Extract, exactly as written, the line that contains "For this evaluation, locate the entrance" and all lines after it through the end of the records. Omit pictures.

-- begin STORED ROWS --

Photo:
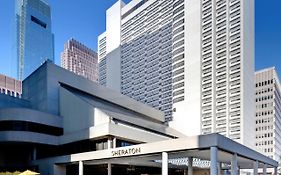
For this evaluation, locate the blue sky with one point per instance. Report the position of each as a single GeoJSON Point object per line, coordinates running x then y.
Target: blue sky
{"type": "Point", "coordinates": [85, 21]}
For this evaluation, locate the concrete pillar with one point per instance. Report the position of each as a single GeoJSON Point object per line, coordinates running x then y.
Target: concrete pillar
{"type": "Point", "coordinates": [34, 153]}
{"type": "Point", "coordinates": [185, 172]}
{"type": "Point", "coordinates": [234, 165]}
{"type": "Point", "coordinates": [59, 170]}
{"type": "Point", "coordinates": [109, 170]}
{"type": "Point", "coordinates": [214, 161]}
{"type": "Point", "coordinates": [109, 145]}
{"type": "Point", "coordinates": [219, 168]}
{"type": "Point", "coordinates": [114, 142]}
{"type": "Point", "coordinates": [80, 168]}
{"type": "Point", "coordinates": [275, 171]}
{"type": "Point", "coordinates": [164, 163]}
{"type": "Point", "coordinates": [255, 167]}
{"type": "Point", "coordinates": [190, 165]}
{"type": "Point", "coordinates": [264, 169]}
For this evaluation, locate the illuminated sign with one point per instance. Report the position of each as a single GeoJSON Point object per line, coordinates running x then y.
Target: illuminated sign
{"type": "Point", "coordinates": [125, 152]}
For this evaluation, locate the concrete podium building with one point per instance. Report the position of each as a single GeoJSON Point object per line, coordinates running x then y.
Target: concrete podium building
{"type": "Point", "coordinates": [10, 86]}
{"type": "Point", "coordinates": [66, 124]}
{"type": "Point", "coordinates": [34, 38]}
{"type": "Point", "coordinates": [268, 113]}
{"type": "Point", "coordinates": [80, 59]}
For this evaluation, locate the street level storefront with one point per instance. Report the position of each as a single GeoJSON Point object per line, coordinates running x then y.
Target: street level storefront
{"type": "Point", "coordinates": [221, 154]}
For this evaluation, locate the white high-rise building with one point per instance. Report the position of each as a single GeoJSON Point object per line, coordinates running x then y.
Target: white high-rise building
{"type": "Point", "coordinates": [268, 113]}
{"type": "Point", "coordinates": [80, 59]}
{"type": "Point", "coordinates": [193, 59]}
{"type": "Point", "coordinates": [227, 57]}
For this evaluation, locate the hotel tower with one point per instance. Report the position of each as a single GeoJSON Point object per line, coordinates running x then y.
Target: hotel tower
{"type": "Point", "coordinates": [192, 59]}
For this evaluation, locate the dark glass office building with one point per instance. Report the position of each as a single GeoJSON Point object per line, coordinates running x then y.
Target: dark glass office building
{"type": "Point", "coordinates": [34, 37]}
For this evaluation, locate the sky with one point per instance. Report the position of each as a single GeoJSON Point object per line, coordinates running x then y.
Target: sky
{"type": "Point", "coordinates": [84, 20]}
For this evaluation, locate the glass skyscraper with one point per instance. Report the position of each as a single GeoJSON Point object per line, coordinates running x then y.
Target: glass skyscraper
{"type": "Point", "coordinates": [34, 38]}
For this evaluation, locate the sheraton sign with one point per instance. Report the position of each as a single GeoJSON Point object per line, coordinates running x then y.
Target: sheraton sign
{"type": "Point", "coordinates": [125, 152]}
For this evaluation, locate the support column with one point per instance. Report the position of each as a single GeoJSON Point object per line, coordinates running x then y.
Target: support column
{"type": "Point", "coordinates": [255, 167]}
{"type": "Point", "coordinates": [264, 169]}
{"type": "Point", "coordinates": [34, 154]}
{"type": "Point", "coordinates": [275, 171]}
{"type": "Point", "coordinates": [190, 165]}
{"type": "Point", "coordinates": [80, 168]}
{"type": "Point", "coordinates": [59, 170]}
{"type": "Point", "coordinates": [234, 165]}
{"type": "Point", "coordinates": [164, 163]}
{"type": "Point", "coordinates": [185, 172]}
{"type": "Point", "coordinates": [109, 170]}
{"type": "Point", "coordinates": [214, 161]}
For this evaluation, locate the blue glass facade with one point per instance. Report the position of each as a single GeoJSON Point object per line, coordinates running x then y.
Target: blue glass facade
{"type": "Point", "coordinates": [35, 40]}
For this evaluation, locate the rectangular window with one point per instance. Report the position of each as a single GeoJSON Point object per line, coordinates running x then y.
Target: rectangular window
{"type": "Point", "coordinates": [39, 22]}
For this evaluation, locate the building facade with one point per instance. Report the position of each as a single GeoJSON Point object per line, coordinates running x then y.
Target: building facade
{"type": "Point", "coordinates": [80, 59]}
{"type": "Point", "coordinates": [194, 60]}
{"type": "Point", "coordinates": [102, 58]}
{"type": "Point", "coordinates": [10, 86]}
{"type": "Point", "coordinates": [34, 37]}
{"type": "Point", "coordinates": [268, 113]}
{"type": "Point", "coordinates": [227, 69]}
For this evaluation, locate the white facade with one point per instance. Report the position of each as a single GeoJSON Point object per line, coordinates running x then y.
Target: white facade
{"type": "Point", "coordinates": [10, 86]}
{"type": "Point", "coordinates": [194, 60]}
{"type": "Point", "coordinates": [80, 59]}
{"type": "Point", "coordinates": [268, 113]}
{"type": "Point", "coordinates": [102, 58]}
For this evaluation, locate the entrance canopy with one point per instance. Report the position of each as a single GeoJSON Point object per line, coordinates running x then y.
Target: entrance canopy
{"type": "Point", "coordinates": [202, 151]}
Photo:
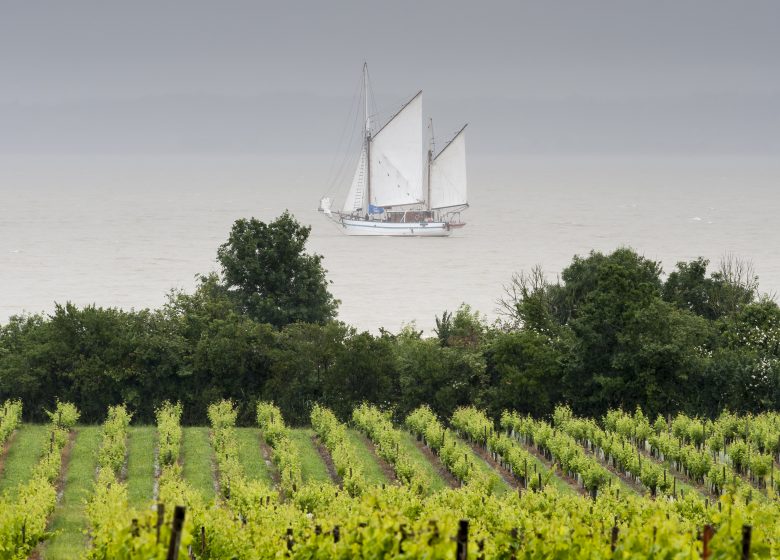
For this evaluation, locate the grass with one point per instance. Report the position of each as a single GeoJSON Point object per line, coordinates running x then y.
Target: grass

-- end STORED ROWS --

** CORRECT RESULT **
For this evaluation, locate the entrance canopy with one point per instance. Report the position of each as a single GeoJSON Point object per line, coordinates running x then y.
Target: entrance canopy
{"type": "Point", "coordinates": [202, 151]}
Photo:
For this evaluation, locate the grass with one point per instance. Report the position of each as a single GeoJSON Point object per line, coordinates running x then y.
Target: grass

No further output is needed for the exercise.